▶ Exercise instructions:
1. Reproduce the part of the passage on the Russian Orthodox patriarchal parishes in the USA starting with "The Russian Orthodox Church in the USA" and going on through "2 monastic communities.".
2. Please pick up the passage on the Russian Orthodox patriarchal parishes in the USA where it stops and continue it.

= Russian Orthodox Patriarchal Parishes in the USA =

Group of parishes of the Russian Orthodox Church in the United States

The Russian Orthodox Church in the USA is the name of the group of parishes of the Russian Orthodox Church in America that are under the canonical authority of the Patriarch of Moscow and all Rus'. They were previously known as the Russian Exarchate of North America before autocephaly was granted to the Orthodox Church in America (OCA) in 1970. According to a census of Orthodox Christians in the United States by Alexei Krindatch for 2020, there were 9,773 adherents, but only 1,562 regularly attended. There are 30+ parishes and 2 monastic communities.

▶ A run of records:

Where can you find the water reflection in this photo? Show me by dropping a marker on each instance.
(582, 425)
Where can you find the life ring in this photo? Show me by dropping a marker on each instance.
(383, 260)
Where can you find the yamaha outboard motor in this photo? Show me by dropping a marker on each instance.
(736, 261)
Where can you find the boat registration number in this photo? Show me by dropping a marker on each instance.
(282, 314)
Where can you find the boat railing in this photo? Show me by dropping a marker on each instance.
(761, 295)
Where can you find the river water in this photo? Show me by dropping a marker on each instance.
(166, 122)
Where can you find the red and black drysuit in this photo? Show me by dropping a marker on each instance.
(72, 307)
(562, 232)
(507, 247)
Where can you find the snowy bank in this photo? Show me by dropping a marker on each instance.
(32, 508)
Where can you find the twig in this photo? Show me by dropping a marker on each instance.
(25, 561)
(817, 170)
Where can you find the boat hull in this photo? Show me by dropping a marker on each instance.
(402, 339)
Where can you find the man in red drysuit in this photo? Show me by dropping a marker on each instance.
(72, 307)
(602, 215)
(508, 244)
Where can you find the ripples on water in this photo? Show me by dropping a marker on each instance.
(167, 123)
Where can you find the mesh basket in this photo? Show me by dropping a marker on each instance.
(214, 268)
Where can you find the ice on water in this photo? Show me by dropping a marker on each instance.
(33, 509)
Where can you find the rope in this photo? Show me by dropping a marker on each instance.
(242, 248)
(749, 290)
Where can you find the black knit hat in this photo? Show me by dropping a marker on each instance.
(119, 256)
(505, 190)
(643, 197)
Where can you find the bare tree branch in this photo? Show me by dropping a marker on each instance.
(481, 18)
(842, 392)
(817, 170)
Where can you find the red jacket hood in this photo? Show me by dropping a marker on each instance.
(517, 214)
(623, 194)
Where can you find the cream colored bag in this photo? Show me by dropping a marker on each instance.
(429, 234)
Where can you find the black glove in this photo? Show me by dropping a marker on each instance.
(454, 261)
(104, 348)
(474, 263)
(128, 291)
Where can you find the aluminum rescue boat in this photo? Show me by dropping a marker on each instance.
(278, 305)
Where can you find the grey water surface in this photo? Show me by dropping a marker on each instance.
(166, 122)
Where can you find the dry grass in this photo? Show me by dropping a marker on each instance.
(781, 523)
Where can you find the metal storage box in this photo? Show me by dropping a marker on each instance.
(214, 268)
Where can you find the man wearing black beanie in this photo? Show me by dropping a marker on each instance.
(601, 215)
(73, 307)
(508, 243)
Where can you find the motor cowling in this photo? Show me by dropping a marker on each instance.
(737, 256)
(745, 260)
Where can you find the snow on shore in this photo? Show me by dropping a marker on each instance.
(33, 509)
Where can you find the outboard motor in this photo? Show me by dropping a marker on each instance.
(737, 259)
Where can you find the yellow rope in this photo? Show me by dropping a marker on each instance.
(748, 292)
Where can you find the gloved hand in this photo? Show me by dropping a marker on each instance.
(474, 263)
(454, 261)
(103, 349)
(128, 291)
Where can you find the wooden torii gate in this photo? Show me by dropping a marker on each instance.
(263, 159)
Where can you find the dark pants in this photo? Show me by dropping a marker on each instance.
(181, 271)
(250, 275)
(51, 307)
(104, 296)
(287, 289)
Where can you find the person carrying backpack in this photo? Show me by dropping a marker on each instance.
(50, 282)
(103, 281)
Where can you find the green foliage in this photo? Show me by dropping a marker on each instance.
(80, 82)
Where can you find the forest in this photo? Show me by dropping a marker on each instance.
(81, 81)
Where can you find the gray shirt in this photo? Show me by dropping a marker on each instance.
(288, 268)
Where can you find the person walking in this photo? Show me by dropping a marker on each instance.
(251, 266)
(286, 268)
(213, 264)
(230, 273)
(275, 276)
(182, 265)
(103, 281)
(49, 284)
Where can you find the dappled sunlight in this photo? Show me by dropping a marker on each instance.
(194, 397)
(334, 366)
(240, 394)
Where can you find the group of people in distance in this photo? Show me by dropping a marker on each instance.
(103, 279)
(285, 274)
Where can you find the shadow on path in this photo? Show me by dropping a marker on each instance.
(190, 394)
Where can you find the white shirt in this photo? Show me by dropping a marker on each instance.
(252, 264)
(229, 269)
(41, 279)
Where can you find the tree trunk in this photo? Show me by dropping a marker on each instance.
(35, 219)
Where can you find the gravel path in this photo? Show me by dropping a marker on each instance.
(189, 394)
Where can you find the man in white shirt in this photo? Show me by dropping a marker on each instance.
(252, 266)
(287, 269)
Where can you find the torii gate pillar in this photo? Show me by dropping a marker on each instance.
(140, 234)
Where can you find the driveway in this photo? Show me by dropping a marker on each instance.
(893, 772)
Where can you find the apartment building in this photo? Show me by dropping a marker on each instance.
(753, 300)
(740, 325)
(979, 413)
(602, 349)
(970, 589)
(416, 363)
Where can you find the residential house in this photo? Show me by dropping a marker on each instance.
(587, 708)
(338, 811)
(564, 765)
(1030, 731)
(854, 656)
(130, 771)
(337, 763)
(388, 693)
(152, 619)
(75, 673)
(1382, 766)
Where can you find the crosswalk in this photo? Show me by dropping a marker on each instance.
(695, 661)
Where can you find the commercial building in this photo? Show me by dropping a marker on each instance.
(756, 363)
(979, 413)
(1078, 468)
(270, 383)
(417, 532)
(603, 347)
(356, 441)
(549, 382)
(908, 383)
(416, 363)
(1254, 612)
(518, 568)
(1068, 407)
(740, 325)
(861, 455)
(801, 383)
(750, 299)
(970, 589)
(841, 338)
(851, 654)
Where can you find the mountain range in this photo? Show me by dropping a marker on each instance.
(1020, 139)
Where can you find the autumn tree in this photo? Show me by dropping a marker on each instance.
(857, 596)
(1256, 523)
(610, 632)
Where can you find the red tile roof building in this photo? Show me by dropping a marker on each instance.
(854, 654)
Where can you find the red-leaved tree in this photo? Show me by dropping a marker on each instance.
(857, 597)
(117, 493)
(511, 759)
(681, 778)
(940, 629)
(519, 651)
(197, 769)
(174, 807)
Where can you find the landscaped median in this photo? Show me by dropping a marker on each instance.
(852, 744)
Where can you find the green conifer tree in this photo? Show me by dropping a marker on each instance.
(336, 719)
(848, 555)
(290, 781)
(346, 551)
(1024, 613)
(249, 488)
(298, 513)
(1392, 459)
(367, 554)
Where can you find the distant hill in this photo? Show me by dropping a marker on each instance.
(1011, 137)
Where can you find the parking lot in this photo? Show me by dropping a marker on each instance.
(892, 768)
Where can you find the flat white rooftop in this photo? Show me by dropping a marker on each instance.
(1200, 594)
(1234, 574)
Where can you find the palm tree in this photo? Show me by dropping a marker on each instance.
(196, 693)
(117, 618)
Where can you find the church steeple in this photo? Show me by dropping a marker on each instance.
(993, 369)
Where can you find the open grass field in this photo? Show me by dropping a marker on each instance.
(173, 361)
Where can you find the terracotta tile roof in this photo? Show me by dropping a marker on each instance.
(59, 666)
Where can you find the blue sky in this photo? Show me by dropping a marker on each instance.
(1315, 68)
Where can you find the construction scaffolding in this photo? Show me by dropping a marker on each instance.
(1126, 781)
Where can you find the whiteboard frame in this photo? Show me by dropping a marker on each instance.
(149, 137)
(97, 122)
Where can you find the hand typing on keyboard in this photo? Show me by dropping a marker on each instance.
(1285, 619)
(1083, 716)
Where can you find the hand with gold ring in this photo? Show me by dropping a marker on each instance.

▶ Results in order:
1.
The Russian Orthodox Church in the USA is the name of the group of parishes of the Russian Orthodox Church in America that are under the canonical authority of the Patriarch of Moscow and all Rus'. They were previously known as the Russian Exarchate of North America before autocephaly was granted to the Orthodox Church in America (OCA) in 1970. According to a census of Orthodox Christians in the United States by Alexei Krindatch for 2020, there were 9,773 adherents, but only 1,562 regularly attended. There are 30+ parishes and 2 monastic communities.

2.
==Bishops==
Vicar of His Holiness Patriarch of Moscow and All Russia, Administrator of the Patriarchal parishes in the USA:

- Macarius (Svistun), Bishop of Uman (1970–1974)
- Job (Tyvoniuk), Bishop of Zaraisk (1975–1976)
- Irenaeus (Seredny), Bishop of Serpukhov (1976–1982)
- Clement (Kapalin), Bishop of Serpukhov (1982–1990)
- Macarius (Svistun), Bishop of Klin (1990–1992)
- Paul (Ponomaryov), Bishop of Zaraisk (1992–1999)
- Mercurius (Ivanov), Bishop of Zaraisk (2000–2009)
- Job (Smakouz), Bishop of Kashira (2009–2010)
- Justinian (Ovchinnikov), Archbishop of Naro-Fominsk (2010–2014)
- John (Roshchin) (2014–2018)
- Matthew (Andreev) (temporary administrator since 14 October 2018)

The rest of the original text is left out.